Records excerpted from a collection
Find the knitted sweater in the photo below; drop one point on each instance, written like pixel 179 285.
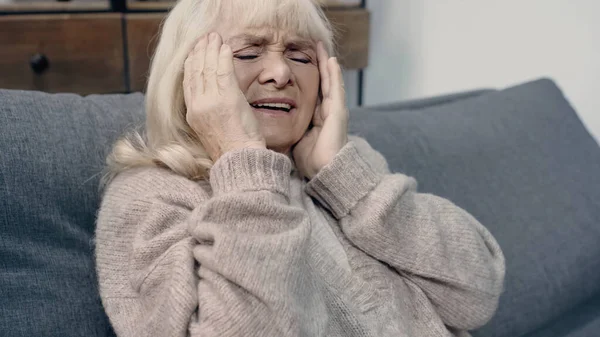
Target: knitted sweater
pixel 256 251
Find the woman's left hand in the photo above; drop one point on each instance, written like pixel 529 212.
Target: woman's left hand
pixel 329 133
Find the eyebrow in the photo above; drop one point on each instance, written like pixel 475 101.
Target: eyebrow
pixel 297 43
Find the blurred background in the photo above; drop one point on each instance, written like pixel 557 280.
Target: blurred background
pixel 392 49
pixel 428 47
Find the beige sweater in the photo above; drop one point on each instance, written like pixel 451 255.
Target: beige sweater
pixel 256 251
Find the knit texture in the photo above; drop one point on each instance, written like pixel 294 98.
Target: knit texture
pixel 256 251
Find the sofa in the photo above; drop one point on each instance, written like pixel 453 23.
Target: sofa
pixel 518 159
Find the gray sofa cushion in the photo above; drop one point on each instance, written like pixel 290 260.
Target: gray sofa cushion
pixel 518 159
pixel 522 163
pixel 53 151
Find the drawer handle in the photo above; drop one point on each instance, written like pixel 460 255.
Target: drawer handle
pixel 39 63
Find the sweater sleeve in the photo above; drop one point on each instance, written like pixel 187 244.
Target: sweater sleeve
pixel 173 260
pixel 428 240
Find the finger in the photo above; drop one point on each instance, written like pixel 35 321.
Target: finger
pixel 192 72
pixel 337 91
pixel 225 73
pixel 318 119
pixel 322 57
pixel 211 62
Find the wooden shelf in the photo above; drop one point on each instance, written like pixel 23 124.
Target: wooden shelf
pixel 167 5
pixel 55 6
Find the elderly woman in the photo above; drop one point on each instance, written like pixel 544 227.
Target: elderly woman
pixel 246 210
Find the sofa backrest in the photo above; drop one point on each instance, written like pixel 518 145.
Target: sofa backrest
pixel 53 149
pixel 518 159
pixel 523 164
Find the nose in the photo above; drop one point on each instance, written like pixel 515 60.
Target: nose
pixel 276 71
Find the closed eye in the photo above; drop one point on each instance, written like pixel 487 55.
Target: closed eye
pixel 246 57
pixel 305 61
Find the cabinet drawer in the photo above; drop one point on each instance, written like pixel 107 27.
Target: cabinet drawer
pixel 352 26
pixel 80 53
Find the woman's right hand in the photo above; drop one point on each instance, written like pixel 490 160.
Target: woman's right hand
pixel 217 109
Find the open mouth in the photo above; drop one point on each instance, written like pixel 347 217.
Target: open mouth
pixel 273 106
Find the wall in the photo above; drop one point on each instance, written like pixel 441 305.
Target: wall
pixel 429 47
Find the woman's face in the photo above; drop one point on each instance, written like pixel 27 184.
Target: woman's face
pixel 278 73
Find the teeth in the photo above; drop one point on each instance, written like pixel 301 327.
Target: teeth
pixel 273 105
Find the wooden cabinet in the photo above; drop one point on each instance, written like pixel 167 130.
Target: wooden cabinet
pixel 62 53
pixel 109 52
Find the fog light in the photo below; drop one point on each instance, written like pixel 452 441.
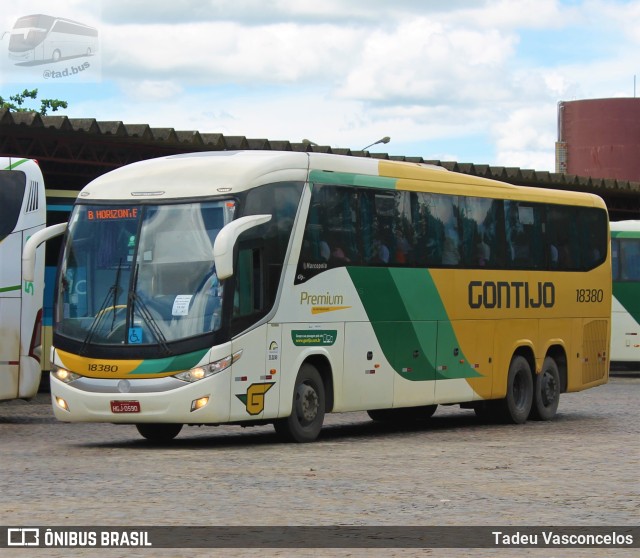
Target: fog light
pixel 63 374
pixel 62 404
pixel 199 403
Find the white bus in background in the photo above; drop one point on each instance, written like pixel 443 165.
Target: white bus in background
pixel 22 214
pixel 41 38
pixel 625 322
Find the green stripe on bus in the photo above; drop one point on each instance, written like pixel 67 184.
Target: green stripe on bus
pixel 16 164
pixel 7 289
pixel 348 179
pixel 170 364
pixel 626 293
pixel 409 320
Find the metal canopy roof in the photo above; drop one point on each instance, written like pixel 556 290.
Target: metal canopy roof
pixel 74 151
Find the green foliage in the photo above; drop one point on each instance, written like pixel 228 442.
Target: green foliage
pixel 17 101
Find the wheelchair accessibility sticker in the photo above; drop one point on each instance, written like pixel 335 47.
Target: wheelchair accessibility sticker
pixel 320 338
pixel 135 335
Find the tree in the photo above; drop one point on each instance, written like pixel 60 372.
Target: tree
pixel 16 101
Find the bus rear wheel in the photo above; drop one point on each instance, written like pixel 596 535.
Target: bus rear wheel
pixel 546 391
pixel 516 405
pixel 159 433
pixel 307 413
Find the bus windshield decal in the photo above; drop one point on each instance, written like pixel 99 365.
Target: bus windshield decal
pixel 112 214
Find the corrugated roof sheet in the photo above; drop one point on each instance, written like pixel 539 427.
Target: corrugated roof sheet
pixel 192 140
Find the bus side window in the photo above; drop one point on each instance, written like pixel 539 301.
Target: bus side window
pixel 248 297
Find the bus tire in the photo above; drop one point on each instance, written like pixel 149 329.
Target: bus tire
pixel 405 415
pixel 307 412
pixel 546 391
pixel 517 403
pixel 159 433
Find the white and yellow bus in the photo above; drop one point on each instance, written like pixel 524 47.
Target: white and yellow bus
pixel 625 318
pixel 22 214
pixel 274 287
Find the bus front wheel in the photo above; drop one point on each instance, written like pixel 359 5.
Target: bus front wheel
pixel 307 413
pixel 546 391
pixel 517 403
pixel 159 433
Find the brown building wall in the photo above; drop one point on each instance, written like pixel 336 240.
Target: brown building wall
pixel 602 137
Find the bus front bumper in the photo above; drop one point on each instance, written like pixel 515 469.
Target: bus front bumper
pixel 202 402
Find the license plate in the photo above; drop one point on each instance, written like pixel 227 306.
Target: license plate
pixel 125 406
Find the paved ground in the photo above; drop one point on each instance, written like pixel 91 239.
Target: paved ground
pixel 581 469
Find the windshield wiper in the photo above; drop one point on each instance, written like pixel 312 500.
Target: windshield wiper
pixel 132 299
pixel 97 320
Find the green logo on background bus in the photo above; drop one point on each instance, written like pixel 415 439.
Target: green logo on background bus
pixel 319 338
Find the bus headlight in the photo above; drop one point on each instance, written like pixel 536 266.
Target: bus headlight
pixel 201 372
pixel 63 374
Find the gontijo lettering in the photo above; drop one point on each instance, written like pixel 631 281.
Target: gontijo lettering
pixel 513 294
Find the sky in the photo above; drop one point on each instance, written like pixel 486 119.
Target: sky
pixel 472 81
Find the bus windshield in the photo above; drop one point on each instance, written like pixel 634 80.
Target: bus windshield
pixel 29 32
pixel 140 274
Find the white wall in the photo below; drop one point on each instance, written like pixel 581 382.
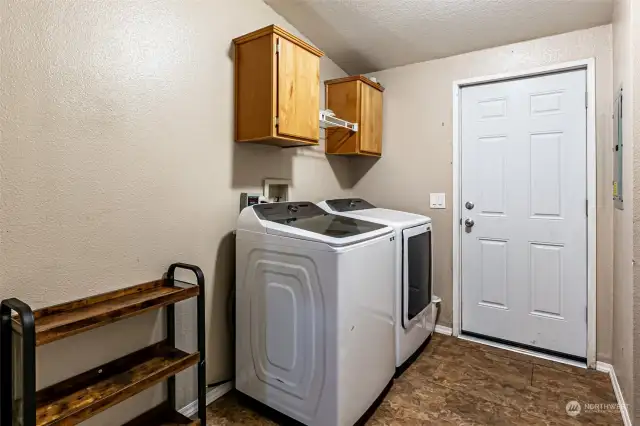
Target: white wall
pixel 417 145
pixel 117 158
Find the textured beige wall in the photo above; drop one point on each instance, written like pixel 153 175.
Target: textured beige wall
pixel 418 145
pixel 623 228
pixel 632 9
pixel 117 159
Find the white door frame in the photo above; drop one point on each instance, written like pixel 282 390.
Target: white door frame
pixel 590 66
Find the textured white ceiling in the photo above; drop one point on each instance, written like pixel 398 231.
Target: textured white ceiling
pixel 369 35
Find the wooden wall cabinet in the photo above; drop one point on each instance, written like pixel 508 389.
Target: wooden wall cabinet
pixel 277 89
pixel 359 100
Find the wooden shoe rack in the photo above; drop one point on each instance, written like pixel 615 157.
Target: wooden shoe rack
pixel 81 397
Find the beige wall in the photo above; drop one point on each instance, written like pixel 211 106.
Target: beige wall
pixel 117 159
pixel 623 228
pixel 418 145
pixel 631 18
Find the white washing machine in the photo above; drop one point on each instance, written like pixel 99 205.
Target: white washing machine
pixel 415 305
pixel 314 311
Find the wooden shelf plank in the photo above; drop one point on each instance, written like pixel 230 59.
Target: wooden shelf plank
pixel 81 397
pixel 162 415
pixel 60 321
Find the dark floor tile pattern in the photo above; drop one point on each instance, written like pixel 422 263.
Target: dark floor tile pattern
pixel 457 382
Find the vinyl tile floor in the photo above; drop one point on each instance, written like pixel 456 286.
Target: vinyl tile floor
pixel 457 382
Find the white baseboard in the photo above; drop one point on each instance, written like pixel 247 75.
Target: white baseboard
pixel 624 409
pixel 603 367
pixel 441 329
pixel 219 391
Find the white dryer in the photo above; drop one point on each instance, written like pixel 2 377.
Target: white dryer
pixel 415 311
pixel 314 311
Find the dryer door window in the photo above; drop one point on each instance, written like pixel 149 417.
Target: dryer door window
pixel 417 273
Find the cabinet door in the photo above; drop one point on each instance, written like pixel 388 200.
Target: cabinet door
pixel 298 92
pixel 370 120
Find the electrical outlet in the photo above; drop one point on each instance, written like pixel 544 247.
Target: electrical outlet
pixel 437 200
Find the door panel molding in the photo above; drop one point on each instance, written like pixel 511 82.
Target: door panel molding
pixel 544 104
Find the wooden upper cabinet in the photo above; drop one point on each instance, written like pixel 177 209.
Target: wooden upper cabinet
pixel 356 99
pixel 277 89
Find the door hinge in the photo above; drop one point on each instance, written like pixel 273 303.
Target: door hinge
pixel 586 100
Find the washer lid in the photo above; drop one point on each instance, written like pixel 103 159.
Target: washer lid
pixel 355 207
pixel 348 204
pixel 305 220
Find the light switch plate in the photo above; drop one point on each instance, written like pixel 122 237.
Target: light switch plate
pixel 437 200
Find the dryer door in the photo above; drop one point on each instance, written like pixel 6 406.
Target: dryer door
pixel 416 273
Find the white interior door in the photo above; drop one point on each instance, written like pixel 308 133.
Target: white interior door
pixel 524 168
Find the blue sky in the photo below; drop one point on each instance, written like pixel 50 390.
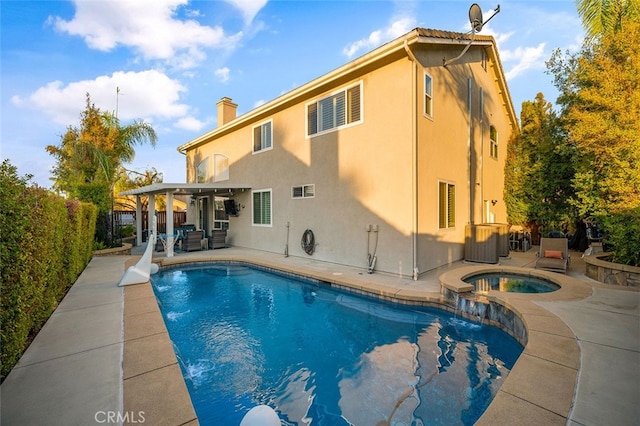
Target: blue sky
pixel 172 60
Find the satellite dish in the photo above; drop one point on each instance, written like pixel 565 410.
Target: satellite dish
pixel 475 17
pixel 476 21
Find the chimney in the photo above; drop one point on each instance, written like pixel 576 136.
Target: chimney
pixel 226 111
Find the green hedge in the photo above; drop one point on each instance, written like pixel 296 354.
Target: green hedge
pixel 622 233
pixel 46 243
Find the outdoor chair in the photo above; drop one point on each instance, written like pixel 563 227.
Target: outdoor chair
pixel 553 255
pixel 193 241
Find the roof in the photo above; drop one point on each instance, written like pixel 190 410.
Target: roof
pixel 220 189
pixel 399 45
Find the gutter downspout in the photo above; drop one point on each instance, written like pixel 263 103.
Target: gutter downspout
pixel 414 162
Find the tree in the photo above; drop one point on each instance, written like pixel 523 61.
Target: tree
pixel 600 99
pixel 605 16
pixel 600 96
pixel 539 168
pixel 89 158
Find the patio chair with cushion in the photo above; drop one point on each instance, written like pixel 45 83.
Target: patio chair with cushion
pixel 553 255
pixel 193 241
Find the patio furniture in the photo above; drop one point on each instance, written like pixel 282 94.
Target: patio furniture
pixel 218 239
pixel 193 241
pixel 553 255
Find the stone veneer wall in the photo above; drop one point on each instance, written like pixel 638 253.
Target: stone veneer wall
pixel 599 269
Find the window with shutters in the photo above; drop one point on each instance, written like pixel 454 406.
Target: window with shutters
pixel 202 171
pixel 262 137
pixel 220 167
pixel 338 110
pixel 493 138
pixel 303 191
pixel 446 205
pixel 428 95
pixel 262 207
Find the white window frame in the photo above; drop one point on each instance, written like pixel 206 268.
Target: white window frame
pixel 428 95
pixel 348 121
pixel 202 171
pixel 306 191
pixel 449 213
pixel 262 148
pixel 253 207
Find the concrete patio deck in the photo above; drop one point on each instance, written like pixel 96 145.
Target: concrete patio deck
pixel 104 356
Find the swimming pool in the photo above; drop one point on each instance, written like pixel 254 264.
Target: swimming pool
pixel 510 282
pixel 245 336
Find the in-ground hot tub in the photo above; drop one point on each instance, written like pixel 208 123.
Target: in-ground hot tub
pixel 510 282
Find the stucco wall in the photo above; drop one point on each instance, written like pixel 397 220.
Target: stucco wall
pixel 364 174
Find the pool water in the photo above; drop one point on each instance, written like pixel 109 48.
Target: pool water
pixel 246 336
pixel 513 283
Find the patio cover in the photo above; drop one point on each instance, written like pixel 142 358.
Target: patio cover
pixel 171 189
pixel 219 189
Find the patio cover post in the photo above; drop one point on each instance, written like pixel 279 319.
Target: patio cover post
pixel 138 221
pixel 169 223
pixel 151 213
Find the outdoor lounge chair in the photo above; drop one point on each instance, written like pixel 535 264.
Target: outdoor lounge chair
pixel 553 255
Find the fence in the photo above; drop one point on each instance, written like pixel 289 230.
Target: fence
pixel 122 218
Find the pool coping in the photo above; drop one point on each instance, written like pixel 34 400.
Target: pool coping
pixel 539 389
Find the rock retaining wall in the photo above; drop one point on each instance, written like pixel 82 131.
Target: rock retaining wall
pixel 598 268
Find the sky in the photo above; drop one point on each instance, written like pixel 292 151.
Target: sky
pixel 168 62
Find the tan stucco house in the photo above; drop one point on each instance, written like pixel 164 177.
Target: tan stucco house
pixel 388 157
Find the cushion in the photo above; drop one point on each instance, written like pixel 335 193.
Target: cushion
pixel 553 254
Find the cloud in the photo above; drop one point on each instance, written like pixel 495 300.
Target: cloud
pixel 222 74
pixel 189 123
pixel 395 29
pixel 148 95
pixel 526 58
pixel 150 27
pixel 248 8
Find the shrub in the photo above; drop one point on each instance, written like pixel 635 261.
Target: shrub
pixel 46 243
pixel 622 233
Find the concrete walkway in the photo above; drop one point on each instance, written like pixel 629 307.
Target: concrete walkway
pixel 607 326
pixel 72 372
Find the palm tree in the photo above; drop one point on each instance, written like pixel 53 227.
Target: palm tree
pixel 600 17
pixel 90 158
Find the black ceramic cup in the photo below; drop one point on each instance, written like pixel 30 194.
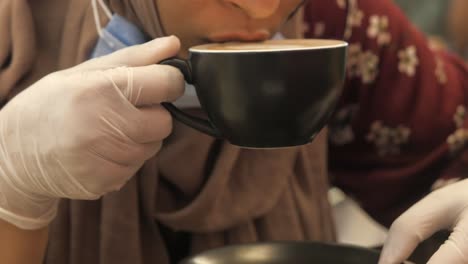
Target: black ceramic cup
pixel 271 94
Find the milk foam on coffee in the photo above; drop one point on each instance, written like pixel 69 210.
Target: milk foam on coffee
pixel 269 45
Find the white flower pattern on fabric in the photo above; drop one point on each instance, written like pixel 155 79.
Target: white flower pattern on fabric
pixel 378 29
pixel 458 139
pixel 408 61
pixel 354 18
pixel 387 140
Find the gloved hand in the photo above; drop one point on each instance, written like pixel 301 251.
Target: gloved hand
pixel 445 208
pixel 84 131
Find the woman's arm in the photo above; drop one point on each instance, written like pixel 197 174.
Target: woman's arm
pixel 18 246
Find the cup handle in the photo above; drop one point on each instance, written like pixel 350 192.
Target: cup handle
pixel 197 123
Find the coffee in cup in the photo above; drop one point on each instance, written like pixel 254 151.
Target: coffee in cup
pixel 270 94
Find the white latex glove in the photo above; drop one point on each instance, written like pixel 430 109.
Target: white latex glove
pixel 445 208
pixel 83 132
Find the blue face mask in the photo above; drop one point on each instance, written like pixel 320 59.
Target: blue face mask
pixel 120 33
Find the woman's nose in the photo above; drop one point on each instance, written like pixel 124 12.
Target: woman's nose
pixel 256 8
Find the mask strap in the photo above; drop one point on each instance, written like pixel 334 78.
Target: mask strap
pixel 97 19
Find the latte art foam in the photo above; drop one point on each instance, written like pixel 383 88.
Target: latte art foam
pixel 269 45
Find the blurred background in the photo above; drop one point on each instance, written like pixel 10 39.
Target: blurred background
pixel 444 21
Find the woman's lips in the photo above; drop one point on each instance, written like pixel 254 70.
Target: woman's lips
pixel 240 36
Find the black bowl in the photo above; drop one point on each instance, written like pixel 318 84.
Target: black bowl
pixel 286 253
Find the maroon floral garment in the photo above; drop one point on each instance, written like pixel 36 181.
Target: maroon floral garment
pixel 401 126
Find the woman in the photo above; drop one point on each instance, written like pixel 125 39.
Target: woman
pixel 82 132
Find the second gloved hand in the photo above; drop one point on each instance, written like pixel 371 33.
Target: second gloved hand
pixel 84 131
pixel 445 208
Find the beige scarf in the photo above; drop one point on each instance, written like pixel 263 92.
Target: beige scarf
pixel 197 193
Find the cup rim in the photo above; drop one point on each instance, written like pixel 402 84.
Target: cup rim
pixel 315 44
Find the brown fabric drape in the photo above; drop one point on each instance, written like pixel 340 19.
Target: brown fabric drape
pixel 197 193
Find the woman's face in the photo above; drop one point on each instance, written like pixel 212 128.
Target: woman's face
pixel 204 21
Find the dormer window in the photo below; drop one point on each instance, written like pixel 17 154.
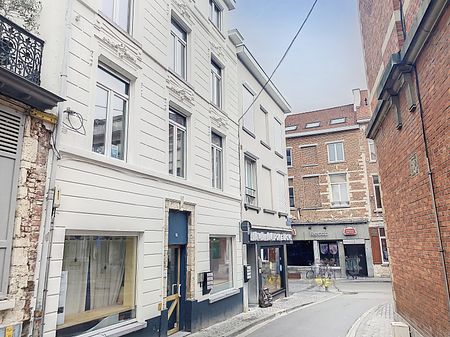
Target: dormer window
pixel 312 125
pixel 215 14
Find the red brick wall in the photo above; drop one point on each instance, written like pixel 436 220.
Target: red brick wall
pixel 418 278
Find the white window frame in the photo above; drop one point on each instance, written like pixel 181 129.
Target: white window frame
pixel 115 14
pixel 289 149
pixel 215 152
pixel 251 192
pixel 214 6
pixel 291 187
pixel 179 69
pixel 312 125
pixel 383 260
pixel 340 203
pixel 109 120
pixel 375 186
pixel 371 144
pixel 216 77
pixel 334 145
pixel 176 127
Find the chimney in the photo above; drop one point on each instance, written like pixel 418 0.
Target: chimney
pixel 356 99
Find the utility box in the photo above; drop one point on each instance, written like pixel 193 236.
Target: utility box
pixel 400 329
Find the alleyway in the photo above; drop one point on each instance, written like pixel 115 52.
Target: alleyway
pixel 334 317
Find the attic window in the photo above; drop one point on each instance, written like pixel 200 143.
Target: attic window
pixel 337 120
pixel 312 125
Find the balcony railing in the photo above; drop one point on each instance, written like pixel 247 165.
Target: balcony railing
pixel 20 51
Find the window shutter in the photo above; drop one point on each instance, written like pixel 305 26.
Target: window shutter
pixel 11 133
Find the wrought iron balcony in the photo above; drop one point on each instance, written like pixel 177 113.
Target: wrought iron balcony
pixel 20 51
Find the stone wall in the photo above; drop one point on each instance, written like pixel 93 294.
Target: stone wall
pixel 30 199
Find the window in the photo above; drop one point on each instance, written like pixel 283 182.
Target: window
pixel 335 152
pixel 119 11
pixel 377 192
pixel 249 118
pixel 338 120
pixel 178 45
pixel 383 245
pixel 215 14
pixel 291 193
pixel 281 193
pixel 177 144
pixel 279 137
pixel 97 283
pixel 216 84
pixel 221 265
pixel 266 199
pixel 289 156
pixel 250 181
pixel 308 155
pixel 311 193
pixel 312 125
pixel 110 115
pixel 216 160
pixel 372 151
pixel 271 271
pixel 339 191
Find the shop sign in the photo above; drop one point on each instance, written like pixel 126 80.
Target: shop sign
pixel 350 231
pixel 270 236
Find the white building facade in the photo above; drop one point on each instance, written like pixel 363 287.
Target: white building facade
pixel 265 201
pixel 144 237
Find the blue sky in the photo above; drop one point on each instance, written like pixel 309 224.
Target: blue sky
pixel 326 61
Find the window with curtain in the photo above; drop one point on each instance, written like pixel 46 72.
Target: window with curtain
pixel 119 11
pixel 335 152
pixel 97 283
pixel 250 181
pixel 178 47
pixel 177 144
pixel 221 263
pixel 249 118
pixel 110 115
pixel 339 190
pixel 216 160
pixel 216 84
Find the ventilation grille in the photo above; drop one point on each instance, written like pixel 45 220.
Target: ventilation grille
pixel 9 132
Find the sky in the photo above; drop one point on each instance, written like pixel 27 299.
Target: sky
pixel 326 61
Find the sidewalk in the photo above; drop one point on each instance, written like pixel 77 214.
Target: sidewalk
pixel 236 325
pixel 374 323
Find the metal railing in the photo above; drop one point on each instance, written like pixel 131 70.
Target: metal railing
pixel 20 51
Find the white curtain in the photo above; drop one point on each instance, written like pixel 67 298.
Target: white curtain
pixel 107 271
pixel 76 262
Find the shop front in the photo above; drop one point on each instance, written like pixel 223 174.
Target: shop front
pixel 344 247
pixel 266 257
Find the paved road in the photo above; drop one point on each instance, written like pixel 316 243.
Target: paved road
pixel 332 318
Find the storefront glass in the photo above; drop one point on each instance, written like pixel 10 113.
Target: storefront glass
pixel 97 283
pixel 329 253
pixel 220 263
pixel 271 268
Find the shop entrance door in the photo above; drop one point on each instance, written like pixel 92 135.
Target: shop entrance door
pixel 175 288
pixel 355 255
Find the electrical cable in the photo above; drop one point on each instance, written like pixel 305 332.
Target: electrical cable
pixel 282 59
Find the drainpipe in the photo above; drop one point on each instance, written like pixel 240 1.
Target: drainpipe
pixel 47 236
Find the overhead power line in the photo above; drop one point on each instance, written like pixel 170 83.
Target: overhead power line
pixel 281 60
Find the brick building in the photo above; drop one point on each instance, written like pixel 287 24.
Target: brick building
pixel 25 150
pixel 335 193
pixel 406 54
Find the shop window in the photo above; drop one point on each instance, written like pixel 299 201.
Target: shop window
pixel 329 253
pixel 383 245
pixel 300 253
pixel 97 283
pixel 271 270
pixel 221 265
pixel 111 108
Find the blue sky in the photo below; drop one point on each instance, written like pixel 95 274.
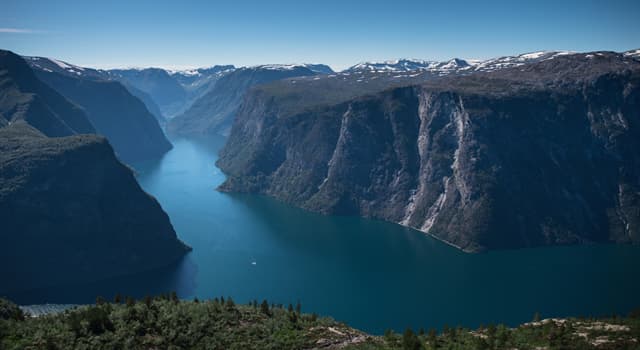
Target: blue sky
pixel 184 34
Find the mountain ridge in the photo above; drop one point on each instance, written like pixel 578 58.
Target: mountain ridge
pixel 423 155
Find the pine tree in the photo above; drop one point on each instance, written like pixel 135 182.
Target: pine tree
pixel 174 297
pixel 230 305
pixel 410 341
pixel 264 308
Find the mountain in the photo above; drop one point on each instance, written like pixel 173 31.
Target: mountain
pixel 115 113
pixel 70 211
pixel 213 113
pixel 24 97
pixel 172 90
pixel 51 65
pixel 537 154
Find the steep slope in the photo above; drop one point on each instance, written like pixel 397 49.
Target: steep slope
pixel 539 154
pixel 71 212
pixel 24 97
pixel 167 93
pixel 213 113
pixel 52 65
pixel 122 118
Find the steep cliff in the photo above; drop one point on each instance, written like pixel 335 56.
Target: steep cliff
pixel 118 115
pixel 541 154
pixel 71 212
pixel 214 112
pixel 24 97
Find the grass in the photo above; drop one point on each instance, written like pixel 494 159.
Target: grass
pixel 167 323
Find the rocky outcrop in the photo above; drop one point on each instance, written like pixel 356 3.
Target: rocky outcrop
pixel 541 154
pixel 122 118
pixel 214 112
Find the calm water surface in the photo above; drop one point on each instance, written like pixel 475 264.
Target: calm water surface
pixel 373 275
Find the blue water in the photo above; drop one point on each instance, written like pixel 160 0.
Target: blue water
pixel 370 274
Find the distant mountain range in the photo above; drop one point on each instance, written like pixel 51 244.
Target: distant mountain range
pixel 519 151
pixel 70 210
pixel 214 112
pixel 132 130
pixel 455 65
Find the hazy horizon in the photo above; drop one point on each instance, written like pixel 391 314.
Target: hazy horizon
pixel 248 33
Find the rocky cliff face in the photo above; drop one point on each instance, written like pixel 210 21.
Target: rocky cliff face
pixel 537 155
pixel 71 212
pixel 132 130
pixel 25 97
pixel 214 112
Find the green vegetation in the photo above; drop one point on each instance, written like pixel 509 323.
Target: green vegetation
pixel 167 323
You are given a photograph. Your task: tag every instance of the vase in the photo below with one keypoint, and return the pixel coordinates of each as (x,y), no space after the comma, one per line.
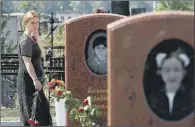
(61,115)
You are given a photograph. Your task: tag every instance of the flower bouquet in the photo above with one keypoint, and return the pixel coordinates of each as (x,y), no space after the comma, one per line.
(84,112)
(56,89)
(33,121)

## Exercise prompt
All lines above from the one containing "Find the green stripe" to the one containing "Find the white and" must be repeated exactly, both lines included, and no others.

## Output for this exercise
Find the green stripe on bus in the photo above; drop one point on each instance, written like pixel 67 184.
Target: green stripe on bus
pixel 16 164
pixel 7 289
pixel 348 179
pixel 170 364
pixel 626 293
pixel 409 320
Find the metal canopy roof in the photo above; drop one point on each instance, written like pixel 556 290.
Target: metal canopy roof
pixel 74 151
Find the green foliage in the photo above; drop one point on each instance, written like pixel 228 442.
Target: green foliage
pixel 17 101
Find the wheelchair accessibility sticker in the photo above; drop one point on each instance, written like pixel 335 47.
Target: wheelchair accessibility sticker
pixel 320 338
pixel 135 335
Find the tree in the photo above; drop one point on each instance, written like pixel 60 372.
Target: tree
pixel 16 101
Find the bus rear wheel in the photo above; drop one point on each instance, written like pixel 596 535.
Target: bus rear wheel
pixel 546 391
pixel 516 405
pixel 159 433
pixel 307 413
Find the bus windshield decal in the photo above; drop one point on each instance, written like pixel 99 365.
Target: bus windshield decal
pixel 112 214
Find the corrugated roof sheet in the photo above; drop one point on each instance, written like pixel 539 427.
Target: corrugated roof sheet
pixel 192 140
Find the bus side window in the photo above; drop one point on each instance, written like pixel 539 301.
Target: bus side window
pixel 248 297
Find the bus tire in the photo above; drop one point on each instance, written like pixel 149 329.
Target: bus tire
pixel 405 415
pixel 307 412
pixel 546 391
pixel 517 403
pixel 159 433
Find the white and yellow bus in the photo above; drop one point on each instance, written like pixel 524 47.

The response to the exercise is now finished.